## WHAT THIS TASK INVOLVES:
Copy the records below, swapping "gold" for "silver" throughout and keeping every other word the same.

<<<<

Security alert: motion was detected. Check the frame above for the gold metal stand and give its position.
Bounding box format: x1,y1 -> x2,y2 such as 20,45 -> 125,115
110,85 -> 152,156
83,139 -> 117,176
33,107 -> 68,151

>>>>

## ANSWER TO THIS EXERCISE:
Security alert: motion was detected. Check the frame above for the silver metal stand and give its position.
Bounding box format: x1,y1 -> x2,y2 such as 20,45 -> 125,115
110,85 -> 152,156
83,139 -> 117,176
33,107 -> 68,151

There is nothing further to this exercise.